__Task goal__. Extract each line of the material that follows exactly and omit its pictures.

========================================

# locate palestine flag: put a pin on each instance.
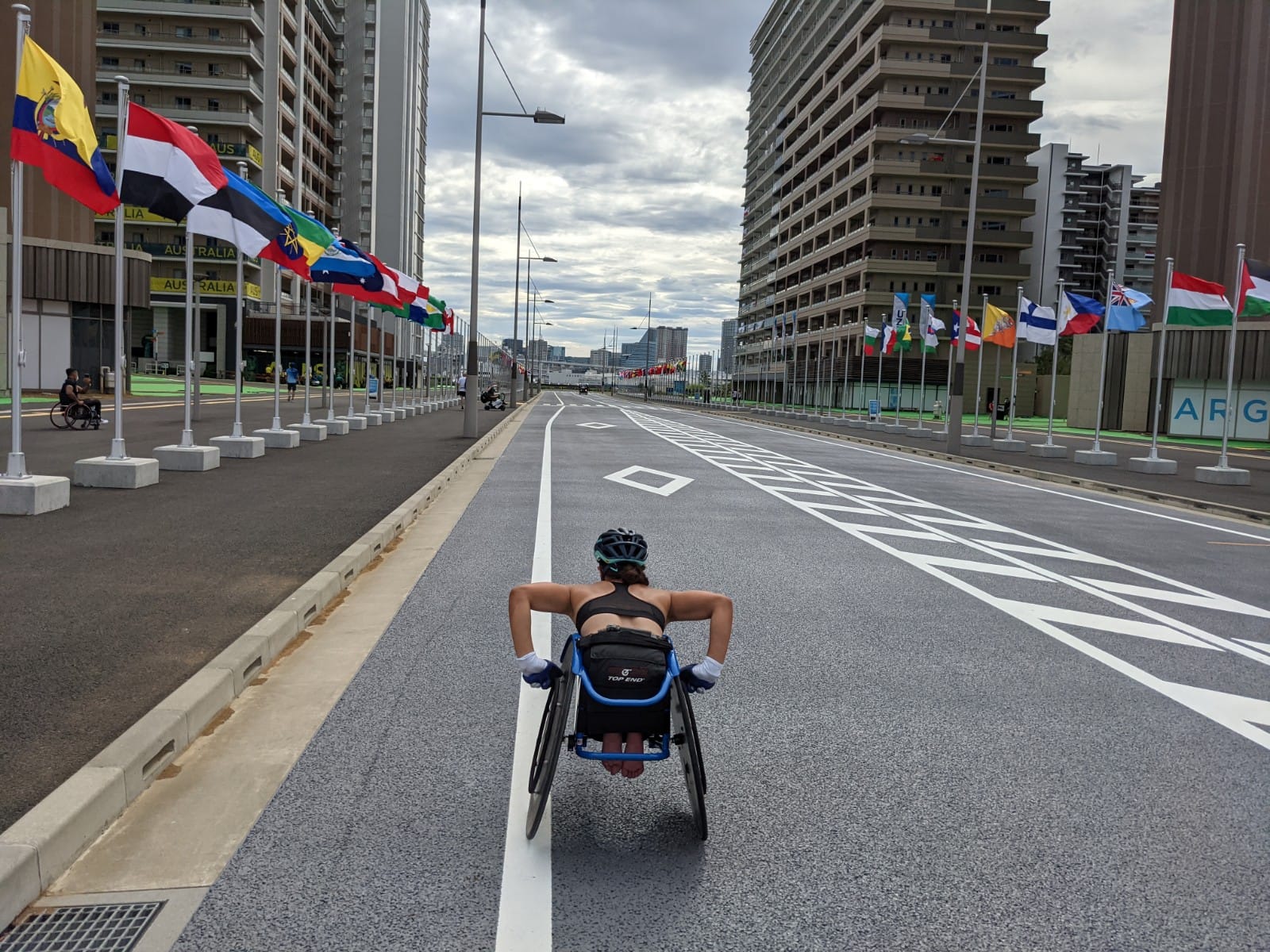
(1194, 302)
(870, 340)
(1255, 290)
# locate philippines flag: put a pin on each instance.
(167, 168)
(1079, 314)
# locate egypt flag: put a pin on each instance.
(167, 168)
(239, 213)
(1255, 290)
(870, 340)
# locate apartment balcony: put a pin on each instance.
(221, 10)
(169, 40)
(173, 78)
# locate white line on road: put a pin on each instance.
(525, 900)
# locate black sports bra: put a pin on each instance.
(620, 601)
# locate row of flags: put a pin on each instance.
(171, 171)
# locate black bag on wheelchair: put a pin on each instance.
(624, 664)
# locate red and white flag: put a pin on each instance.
(167, 168)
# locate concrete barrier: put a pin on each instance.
(44, 843)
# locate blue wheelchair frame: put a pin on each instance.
(579, 740)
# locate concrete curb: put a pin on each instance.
(1254, 516)
(48, 839)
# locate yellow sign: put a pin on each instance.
(210, 289)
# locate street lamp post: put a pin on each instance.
(958, 386)
(539, 116)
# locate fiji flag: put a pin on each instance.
(1126, 311)
(52, 129)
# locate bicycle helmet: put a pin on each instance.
(615, 546)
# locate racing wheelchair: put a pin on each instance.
(639, 689)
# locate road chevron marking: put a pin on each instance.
(1241, 715)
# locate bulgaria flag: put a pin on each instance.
(870, 340)
(1255, 290)
(1198, 304)
(167, 168)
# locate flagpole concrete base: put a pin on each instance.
(279, 440)
(187, 459)
(1094, 457)
(103, 473)
(1007, 446)
(309, 432)
(32, 495)
(1153, 465)
(239, 447)
(1222, 475)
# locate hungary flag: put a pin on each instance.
(870, 340)
(1255, 290)
(1194, 302)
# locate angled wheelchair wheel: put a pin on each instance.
(683, 730)
(57, 416)
(546, 750)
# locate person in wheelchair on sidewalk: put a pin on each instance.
(622, 607)
(71, 395)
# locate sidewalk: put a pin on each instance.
(1250, 501)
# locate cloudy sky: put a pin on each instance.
(641, 192)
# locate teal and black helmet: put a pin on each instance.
(616, 546)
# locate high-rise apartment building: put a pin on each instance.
(840, 211)
(1217, 136)
(1089, 219)
(728, 346)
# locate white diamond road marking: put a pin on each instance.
(918, 520)
(673, 486)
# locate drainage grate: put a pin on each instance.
(106, 928)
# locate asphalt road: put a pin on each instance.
(114, 602)
(1255, 497)
(963, 711)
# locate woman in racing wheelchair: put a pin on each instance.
(620, 602)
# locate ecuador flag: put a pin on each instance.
(52, 129)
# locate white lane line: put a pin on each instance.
(525, 899)
(1022, 482)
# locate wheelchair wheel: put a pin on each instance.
(683, 731)
(546, 750)
(57, 416)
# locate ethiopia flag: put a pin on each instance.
(52, 130)
(1255, 290)
(300, 244)
(1194, 302)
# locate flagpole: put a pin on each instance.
(118, 451)
(17, 467)
(952, 348)
(921, 390)
(978, 374)
(1103, 366)
(1053, 376)
(1014, 363)
(1160, 367)
(1223, 463)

========================================

__Expected answer__.
# locate palestine flag: put a pin on each instance.
(1194, 302)
(870, 340)
(1255, 290)
# locate philippines flag: put a pin on each instance.
(167, 168)
(1079, 314)
# locate egypt flag: put a pin on each instance.
(167, 168)
(239, 213)
(1255, 290)
(870, 340)
# locate apartment balcony: put a pin on each instance.
(221, 10)
(169, 40)
(173, 78)
# locate white line on road: put a pin on each instance.
(525, 900)
# locate black sports bra: put a pin on each instance.
(620, 601)
# locate row of flags: put a pin on each instance.
(171, 171)
# locate black bag on wheelchair: put a pin on each instance.
(624, 664)
# locate red and white flag: put a pin on each instance.
(167, 168)
# locate concrete barrier: put a pin on each instance.
(44, 843)
# locate blue wheelchair frame: put a pin on each instance.
(579, 740)
# locate concrete curb: put a pin on each instance.
(1254, 516)
(48, 839)
# locate yellow sign: put a pin on each instance.
(210, 289)
# locate street lamp post: put a pin on each instance.
(958, 386)
(539, 116)
# locate fiji flag: put a pin on each instance.
(1126, 311)
(52, 129)
# locate bicycle helmet: put a pin on each instance.
(615, 546)
# locate racing wheelchair: put a pin on each instance.
(639, 689)
# locate road chevron marking: put a pin on each instance.
(1241, 715)
# locate bulgaria flag: put a pin on each instance.
(870, 340)
(1255, 290)
(1198, 304)
(167, 168)
# locate flagpole concrete base: put a pin on each instance.
(279, 440)
(187, 459)
(1094, 457)
(103, 473)
(1007, 446)
(309, 432)
(32, 495)
(1153, 465)
(239, 447)
(1222, 475)
# locate hungary flag: put a pin on each instance.
(870, 340)
(1255, 290)
(1194, 302)
# locate angled wheelchair wheel: put a pin on each instance.
(683, 730)
(57, 416)
(546, 750)
# locate person in wheelchair on sidewalk: put a pin on each instance.
(622, 607)
(71, 395)
# locate sidewalk: put a pin on each instance.
(1250, 501)
# locate cloudy sky: put a pin on each instance.
(641, 192)
# locate teal and black helmet: put a pin on each instance.
(616, 546)
# locate high-rise apartment building: put a pin on each instance.
(840, 211)
(1217, 136)
(1089, 219)
(728, 346)
# locate white diamond road marking: put a pin on each instance.
(918, 520)
(673, 486)
# locate drainage grate: put a pin on each instance.
(106, 928)
# locate asphalt road: put a pin on each instance.
(114, 602)
(1255, 497)
(963, 711)
# locate woman in racing wheelchair: put a pin on each instance.
(620, 602)
# locate ecuador flag: put a pin on each instance.
(52, 129)
# locate white lane line: put a pin on each instance.
(525, 899)
(1022, 482)
# locate wheelchair wheel: put a pin on each instance.
(683, 731)
(546, 750)
(57, 416)
# locate ethiopia flag: put a pin on each instance.
(52, 130)
(1255, 290)
(300, 244)
(1194, 302)
# locate flagpole: put a pin on each instance.
(118, 451)
(17, 467)
(952, 348)
(921, 390)
(978, 374)
(1103, 366)
(1053, 376)
(1014, 363)
(1160, 367)
(1223, 463)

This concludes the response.